目標.
ヘリサートやエキストラクターといった工具を解説した文章を、最後の文の後から書き継ぎなさい。

本文.
------------------------------------------------

ヘリサート(スプリュー)タップと挿入工具

 アルミのような柔らかい金属やプラスチック・木材のように直接タップをたててメネジをつけでも、強い締め付けが出来ません。さらに頻繁にビスの取りつけ、取り外しているとネジ山が擦り減ってしまいます。それを防止するためにスプリューというコイルスプリング状の金属を挿入してアルミやプラスチックの磨耗を防止し、締めつけ強度を確保します。M5のネジをつけるにしてもスプリューが挿入される分だけ大きく穴をあけタップを立てなければなりません。挿入工具はスプリュータップで立てたネジ穴にスプリューを入れる為のハンドルのついた工具です。

 エキストラクター

 ボルトがネジ穴の中で折れたような場合にボルトを抜くための工具です。ボルトが折れた場合にボルトより小さい径のドリルきりで穴をあけ、エキストラクターをその穴にハンマーで打ち込みます。タップハンドルを使って緩める方向に回転させるとボルトが抜けてきます。逆ネジがらせん状に切ってあるラセン型(写真下)とリーマー状の刃がついている角型(写真上)があります。

------------------------------------------------

収集データ.
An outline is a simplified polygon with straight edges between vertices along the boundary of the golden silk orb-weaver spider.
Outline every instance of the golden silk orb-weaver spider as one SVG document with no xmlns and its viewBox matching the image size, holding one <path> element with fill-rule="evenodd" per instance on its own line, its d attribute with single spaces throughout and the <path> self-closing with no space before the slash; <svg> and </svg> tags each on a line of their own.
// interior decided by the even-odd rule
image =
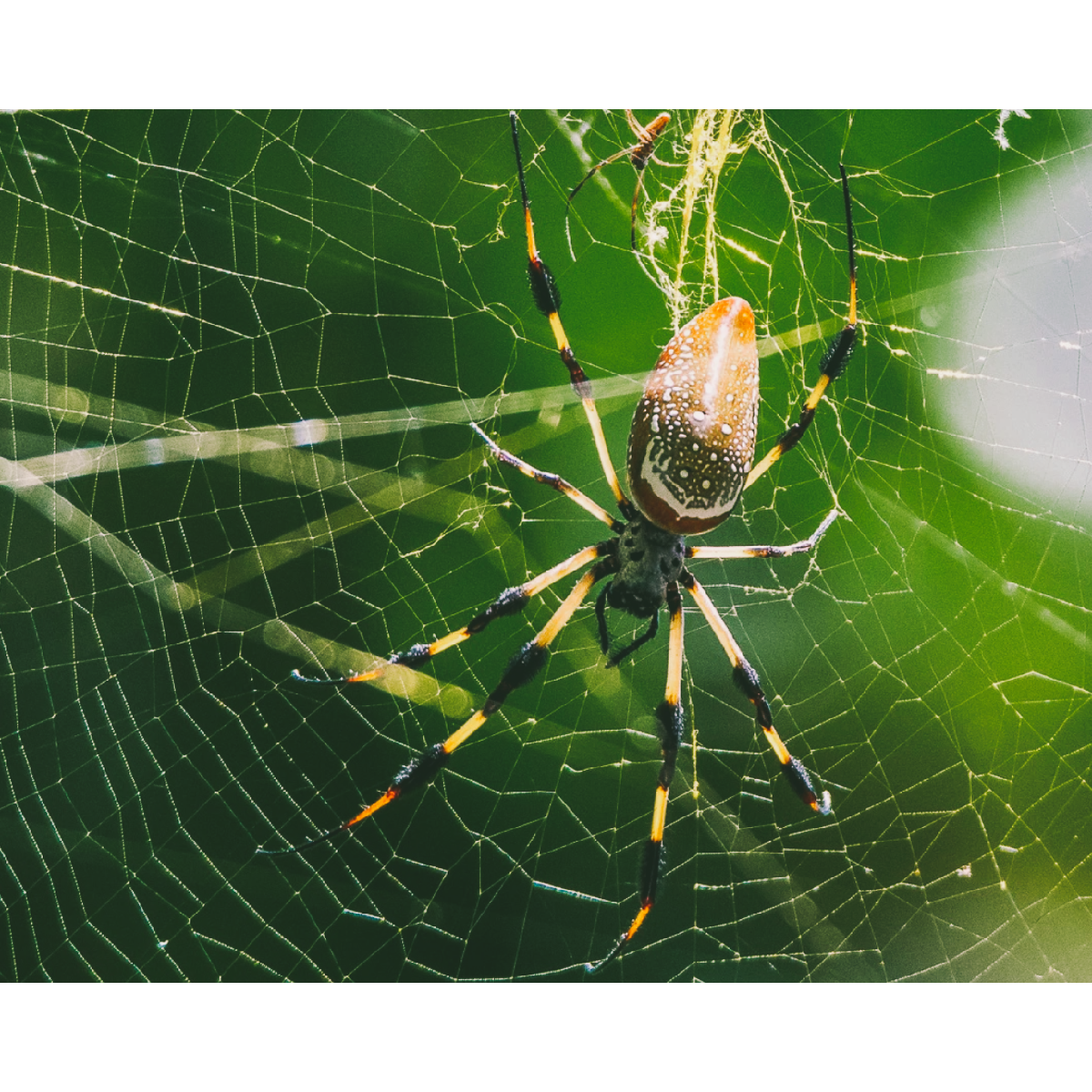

------------------------------------------------

課題の結果.
 プールタップ

 タップでネジを切っている途中で、タップが折れてしまった場合にその折れたタップを抜き取る工具です。切りくずをためる溝に爪を入れて回転させてタップを抜きます。ですから、タップのサイズにあわせてプールタップがあります。写真上からM6・M5・M4・M3用のプールタップです。M6は爪が4本、それ以下のサイズは3本爪です。ハンドタップとポイントタップの除去に使えます。
 しかしながら、タップが折れた場合金属にしっかり溝が食い込んでいる状態がほとんどです。プールタップで逆にまわして折れたタップを抜くというのはかなり熟練した技術が必要です。大抵の場合プールタップの爪が折れてしまいます。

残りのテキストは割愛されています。